------ Page text ------
BY ELIZABETH MACLEOD
I will start at the beginning; the beginning of a faith journey that would end up taking me places that I never would have imagined possible.
One New Year’s Eve, I found myself trying to figure out what I could do in the new year that would make a difference in my life. A real difference! I resolved two things. One, I would learn to use my microwave as more than a reheating appliance. Second, I would really investigate my faith and what I believed, not what someone else had instilled in me. I still only use my microwave for reheating leftovers, but I became a high school chaplain after graduating with a Master of Divinity from Seminary.
I began my faith journey as a personal one, but over time I realized that I was being led to use my gifts in a way that would open a beautiful and fulfilling life. I had always loved children, especially teenagers, and had a gift for speaking and listening to them. As I proceeded with my education, I was taught that in order to see where you are meant to be in life, look at the themes that are present. Young people were certainly a theme for me.
------
## Exercise aim
Continue Elizabeth MacLeod's account of her faith journey toward becoming a high school chaplain, starting after its last sentence.
------ Supplied data ------
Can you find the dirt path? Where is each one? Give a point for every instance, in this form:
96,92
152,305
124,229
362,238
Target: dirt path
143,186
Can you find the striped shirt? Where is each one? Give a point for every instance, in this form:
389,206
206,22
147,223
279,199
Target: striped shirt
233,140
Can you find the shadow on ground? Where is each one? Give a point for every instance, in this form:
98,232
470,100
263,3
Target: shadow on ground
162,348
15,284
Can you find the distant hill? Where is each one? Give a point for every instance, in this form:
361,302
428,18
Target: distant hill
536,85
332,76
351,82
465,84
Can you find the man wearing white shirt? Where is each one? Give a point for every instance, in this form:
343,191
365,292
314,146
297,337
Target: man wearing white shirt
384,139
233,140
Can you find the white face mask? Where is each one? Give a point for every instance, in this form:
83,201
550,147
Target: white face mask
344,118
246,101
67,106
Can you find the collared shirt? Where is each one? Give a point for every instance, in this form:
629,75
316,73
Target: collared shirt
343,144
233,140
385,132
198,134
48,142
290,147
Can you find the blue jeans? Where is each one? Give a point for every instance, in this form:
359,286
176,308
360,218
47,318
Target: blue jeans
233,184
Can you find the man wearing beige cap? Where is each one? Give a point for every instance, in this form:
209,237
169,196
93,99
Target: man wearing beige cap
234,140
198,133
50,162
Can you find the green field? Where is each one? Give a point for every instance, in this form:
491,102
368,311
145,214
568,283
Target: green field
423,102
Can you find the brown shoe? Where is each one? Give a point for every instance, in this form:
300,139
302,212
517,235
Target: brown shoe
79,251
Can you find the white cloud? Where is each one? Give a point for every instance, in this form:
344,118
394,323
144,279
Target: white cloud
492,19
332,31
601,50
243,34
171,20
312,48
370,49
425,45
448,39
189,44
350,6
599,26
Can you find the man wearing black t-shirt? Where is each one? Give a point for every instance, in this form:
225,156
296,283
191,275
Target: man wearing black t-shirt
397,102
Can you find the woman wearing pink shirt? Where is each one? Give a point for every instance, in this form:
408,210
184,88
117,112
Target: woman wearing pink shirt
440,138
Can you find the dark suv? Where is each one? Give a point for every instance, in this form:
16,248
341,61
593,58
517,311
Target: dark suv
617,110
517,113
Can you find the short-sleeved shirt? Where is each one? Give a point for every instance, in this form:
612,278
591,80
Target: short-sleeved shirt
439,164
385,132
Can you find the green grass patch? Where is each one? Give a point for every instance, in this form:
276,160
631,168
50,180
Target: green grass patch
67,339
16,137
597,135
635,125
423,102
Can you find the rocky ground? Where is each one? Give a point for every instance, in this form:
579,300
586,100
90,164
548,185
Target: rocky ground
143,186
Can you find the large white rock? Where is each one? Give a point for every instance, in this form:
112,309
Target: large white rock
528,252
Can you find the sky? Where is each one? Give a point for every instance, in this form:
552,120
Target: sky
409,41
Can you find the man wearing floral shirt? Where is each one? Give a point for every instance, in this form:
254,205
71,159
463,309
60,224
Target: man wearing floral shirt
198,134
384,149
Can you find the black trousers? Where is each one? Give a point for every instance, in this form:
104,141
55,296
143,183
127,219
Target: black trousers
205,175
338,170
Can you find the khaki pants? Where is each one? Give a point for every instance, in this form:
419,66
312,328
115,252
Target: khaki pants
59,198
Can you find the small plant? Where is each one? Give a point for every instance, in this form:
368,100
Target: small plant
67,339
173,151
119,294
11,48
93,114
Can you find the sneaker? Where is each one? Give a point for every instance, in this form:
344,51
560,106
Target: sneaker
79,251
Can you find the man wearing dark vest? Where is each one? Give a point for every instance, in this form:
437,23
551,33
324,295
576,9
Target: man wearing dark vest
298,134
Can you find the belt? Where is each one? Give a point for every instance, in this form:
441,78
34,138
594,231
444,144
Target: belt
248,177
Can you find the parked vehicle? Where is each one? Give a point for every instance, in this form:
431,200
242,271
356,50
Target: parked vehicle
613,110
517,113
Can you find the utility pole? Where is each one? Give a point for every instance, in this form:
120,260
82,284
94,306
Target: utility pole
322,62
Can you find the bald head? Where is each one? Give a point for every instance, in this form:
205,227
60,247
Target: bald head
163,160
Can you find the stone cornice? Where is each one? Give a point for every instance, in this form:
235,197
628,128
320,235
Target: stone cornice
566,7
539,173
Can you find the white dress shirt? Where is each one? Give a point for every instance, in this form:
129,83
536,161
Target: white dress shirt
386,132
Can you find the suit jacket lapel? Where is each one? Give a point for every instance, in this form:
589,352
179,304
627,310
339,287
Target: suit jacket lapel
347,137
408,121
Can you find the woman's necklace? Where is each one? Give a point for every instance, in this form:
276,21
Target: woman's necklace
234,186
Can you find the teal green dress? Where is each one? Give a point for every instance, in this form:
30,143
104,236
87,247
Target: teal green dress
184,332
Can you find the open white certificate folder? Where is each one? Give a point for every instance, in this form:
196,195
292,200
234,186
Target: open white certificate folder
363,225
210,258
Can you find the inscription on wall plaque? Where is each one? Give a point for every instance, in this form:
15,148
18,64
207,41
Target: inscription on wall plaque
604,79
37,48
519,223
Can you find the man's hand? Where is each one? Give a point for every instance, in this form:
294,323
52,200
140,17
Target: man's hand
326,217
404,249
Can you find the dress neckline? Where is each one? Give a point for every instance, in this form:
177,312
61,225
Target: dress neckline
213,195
------
## Final answer
After I graduated, I spent many months trying to find a job and ultimately landed at a Catholic high school as a chaplain. The first thing I learned when I began my job was that I had been placed in mission territory. I had wrongly assumed that I would be in an environment that was very Christian. Wrong! The children and the staff were often just muddling through and many were not churched at all. They knew the gist of what being a Christian was, but their experience or understanding was often someone else’s. They sometimes couldn’t even articulate what they themselves believed. What I found was they believed, but often in their own way.
I embraced the situation and tried hard to introduce Christ to people in a way that I would like to be introduced to Him. It was extremely humbling and eye opening. This position ended up leading to a growth in my own spirituality that I could never have experienced in any other place.
These children, sometimes mixed up and confused, were simply trying hard to deal with the situations that they often had little control over (broken homes, abuse, poverty, shame, bullying, etc.). I realized very quickly that school was their safe place, their one constant in their life. My mission as a chaplain became to make sure that it stayed that way. I spent most of my time trying to teach compassion, kindness and acceptance by demonstration. My mantra became Ghandi’s words, “become what you want to see in the world”.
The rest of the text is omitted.